— Reading passage —
· · · · · · ·

= Stephen H. Behnke =

American psychologist, ethicist, and author

Stephen Houran Behnke (born 1958) is an American psychologist, ethicist, and author. From November 1, 2000, until July 8, 2015, he was the director of the Office of Ethics for the American Psychological Association.

==Career==
Behnke received his B.A. in classics from Princeton University in 1982, his J.D. from Yale Law School in 1986, and his Ph.D. in clinical psychology from the University of Michigan in 1994.

From 1998 to 1999, he was an instructor in psychology in the Department of Psychiatry at Harvard Medical School.

On November 1, 2000, Behnke became director of the Office of Ethics for the American Psychological Association.

In 2011, Behnke was awarded the Distinguished Public Service Award by the American Psychological Association "for exemplary contribution to the profession of psychology and for longstanding service as Director of the APA Ethics Office"

On July 8, 2015, Benke was removed from his position as director of the APA Ethics Office as a result of a July 2, 2015 report to the special committee of the board of directors.

· · · · · · ·

— Task goal —
According to the Stephen H. Behnke text, which university awarded him his Ph.D. in clinical psychology? The listing that follows has nothing to do with the Stephen H. Behnke text.

· · · · · · ·

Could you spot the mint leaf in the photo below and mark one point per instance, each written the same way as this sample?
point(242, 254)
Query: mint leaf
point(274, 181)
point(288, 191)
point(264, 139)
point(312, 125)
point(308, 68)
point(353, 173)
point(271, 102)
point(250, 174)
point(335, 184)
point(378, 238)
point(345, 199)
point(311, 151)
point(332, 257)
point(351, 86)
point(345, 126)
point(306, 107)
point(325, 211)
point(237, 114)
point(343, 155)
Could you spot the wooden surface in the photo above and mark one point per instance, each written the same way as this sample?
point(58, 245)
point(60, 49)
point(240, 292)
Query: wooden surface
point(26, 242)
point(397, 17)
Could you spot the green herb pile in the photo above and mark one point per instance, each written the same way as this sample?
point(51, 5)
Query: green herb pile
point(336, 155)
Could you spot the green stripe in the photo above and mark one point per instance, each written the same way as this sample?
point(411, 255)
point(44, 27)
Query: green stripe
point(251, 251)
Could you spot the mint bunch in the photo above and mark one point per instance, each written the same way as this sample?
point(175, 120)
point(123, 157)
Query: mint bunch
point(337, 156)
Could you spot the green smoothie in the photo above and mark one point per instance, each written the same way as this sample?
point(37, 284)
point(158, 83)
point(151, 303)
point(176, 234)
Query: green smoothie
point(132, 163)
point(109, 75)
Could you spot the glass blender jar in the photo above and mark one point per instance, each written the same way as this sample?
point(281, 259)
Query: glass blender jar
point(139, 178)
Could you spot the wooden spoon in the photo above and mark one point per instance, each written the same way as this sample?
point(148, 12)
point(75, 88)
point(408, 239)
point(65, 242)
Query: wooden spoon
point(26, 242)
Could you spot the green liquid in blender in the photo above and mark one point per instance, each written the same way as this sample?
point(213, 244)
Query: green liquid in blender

· · · · · · ·

— Result for this exercise —
The University of Michigan